DESCRIPTION OF THE TASK
Reproduce, without any changes, the rows between the one containing "Where is the white styrofoam" and the one containing "[608,0,679,135]", inclusive.
┌─ DATASET RECORDS
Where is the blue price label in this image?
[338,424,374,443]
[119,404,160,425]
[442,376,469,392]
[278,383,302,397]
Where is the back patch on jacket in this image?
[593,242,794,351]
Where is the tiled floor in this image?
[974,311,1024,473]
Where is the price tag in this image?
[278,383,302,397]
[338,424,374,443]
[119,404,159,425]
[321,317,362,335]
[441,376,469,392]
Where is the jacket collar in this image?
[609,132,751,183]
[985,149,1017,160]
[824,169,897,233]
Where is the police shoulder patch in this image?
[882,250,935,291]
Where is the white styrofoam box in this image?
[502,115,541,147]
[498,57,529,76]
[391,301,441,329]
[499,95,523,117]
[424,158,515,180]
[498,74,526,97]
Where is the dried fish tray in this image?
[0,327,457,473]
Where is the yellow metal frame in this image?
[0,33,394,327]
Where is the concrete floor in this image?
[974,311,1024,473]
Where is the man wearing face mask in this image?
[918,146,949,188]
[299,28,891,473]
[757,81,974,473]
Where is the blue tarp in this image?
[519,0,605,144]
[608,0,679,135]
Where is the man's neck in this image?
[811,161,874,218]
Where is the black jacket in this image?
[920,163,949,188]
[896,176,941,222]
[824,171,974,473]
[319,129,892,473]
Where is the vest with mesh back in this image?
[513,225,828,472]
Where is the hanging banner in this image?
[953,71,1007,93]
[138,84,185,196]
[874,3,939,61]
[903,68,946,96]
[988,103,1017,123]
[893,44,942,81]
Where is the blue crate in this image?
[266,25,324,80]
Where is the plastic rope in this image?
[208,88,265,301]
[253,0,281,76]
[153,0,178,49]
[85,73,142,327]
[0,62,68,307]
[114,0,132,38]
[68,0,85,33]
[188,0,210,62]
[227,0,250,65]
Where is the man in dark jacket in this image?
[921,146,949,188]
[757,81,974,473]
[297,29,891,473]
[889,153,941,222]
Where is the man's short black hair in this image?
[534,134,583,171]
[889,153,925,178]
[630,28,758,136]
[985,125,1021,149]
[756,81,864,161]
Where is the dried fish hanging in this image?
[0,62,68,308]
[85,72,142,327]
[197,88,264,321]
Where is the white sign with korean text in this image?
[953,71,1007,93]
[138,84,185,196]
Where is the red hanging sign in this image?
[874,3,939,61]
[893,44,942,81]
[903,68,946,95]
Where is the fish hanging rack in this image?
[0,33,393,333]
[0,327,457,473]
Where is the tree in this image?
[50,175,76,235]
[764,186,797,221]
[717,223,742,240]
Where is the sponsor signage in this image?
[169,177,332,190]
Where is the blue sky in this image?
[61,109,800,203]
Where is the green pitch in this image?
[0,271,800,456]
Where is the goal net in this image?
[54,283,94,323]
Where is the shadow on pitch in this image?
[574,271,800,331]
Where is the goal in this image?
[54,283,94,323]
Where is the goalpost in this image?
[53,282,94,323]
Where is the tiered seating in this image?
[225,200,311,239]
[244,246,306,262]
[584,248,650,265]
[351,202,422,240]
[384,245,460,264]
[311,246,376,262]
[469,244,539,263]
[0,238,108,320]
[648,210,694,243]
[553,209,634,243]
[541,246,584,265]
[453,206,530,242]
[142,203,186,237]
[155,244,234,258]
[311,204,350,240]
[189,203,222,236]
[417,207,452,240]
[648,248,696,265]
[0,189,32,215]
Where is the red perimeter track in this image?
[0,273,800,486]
└─
TASK RESPONSE
Where is the white styrofoam box in this image?
[502,115,541,147]
[498,57,529,76]
[391,301,441,329]
[499,95,523,117]
[424,158,515,180]
[498,74,526,97]
Where is the dried fish tray in this image?
[0,327,457,473]
Where is the yellow metal frame in this image?
[0,33,394,327]
Where is the concrete floor in this image?
[974,311,1024,473]
Where is the man wearing face mask in this image?
[918,146,949,188]
[299,28,891,473]
[757,81,974,473]
Where is the blue tarp in this image?
[519,0,605,144]
[608,0,679,135]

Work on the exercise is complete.